**Enunciado da tarefa:** Reproduza as linhas abaixo substituindo "segmaskr" por "maskseg" em todos os registros. Mantenha todo o resto como está.

**Material do exercício:**
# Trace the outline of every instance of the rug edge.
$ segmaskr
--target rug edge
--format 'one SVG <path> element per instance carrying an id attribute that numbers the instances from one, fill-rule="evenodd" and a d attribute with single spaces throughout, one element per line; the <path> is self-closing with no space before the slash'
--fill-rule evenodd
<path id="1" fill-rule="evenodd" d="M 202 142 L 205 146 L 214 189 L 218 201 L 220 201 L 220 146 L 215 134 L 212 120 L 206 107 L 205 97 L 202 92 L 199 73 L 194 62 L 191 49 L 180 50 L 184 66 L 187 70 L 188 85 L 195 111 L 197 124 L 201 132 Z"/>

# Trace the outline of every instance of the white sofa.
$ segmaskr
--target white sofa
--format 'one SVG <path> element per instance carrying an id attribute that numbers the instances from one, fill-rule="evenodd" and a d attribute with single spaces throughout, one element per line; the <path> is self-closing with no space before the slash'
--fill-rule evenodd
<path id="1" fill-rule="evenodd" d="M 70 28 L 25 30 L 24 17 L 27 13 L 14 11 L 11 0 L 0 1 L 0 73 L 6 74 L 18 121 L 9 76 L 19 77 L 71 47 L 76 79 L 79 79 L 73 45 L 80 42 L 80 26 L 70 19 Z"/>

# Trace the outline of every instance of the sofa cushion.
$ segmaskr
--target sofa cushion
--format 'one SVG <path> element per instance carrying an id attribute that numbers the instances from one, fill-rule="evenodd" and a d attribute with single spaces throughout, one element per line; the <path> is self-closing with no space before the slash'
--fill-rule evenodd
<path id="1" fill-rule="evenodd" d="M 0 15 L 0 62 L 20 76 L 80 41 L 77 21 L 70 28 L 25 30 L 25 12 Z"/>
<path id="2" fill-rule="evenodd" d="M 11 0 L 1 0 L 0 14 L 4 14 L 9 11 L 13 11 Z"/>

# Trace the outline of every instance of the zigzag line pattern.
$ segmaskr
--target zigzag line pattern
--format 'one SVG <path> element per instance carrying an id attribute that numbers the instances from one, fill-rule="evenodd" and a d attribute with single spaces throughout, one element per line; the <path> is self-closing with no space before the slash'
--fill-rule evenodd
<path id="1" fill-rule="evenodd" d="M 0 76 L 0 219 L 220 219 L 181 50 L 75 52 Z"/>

**Resultado do exercício:**
# Trace the outline of every instance of the rug edge.
$ maskseg
--target rug edge
--format 'one SVG <path> element per instance carrying an id attribute that numbers the instances from one, fill-rule="evenodd" and a d attribute with single spaces throughout, one element per line; the <path> is self-closing with no space before the slash'
--fill-rule evenodd
<path id="1" fill-rule="evenodd" d="M 202 142 L 205 146 L 214 189 L 218 201 L 220 201 L 220 146 L 215 134 L 212 120 L 206 107 L 205 97 L 202 92 L 199 73 L 194 62 L 191 49 L 180 50 L 184 66 L 187 70 L 188 85 L 195 111 L 197 124 L 201 132 Z"/>

# Trace the outline of every instance of the white sofa.
$ maskseg
--target white sofa
--format 'one SVG <path> element per instance carrying an id attribute that numbers the instances from one, fill-rule="evenodd" and a d attribute with single spaces throughout, one element per line; the <path> is self-closing with no space before the slash'
--fill-rule evenodd
<path id="1" fill-rule="evenodd" d="M 70 28 L 25 30 L 24 17 L 27 13 L 14 11 L 11 0 L 0 1 L 0 73 L 6 74 L 18 121 L 9 76 L 19 77 L 71 47 L 76 79 L 79 79 L 73 45 L 80 42 L 80 26 L 70 19 Z"/>

# Trace the outline of every instance of the sofa cushion.
$ maskseg
--target sofa cushion
--format 'one SVG <path> element per instance carrying an id attribute that numbers the instances from one, fill-rule="evenodd" and a d attribute with single spaces throughout, one element per line; the <path> is self-closing with no space before the slash'
--fill-rule evenodd
<path id="1" fill-rule="evenodd" d="M 0 15 L 0 62 L 20 76 L 80 41 L 77 21 L 70 28 L 25 30 L 25 12 Z"/>
<path id="2" fill-rule="evenodd" d="M 11 0 L 1 0 L 0 14 L 4 14 L 9 11 L 13 11 Z"/>

# Trace the outline of every instance of the zigzag line pattern.
$ maskseg
--target zigzag line pattern
--format 'one SVG <path> element per instance carrying an id attribute that numbers the instances from one, fill-rule="evenodd" and a d attribute with single spaces throughout, one element per line; the <path> is self-closing with no space before the slash'
--fill-rule evenodd
<path id="1" fill-rule="evenodd" d="M 0 76 L 0 219 L 220 219 L 181 50 L 75 52 Z"/>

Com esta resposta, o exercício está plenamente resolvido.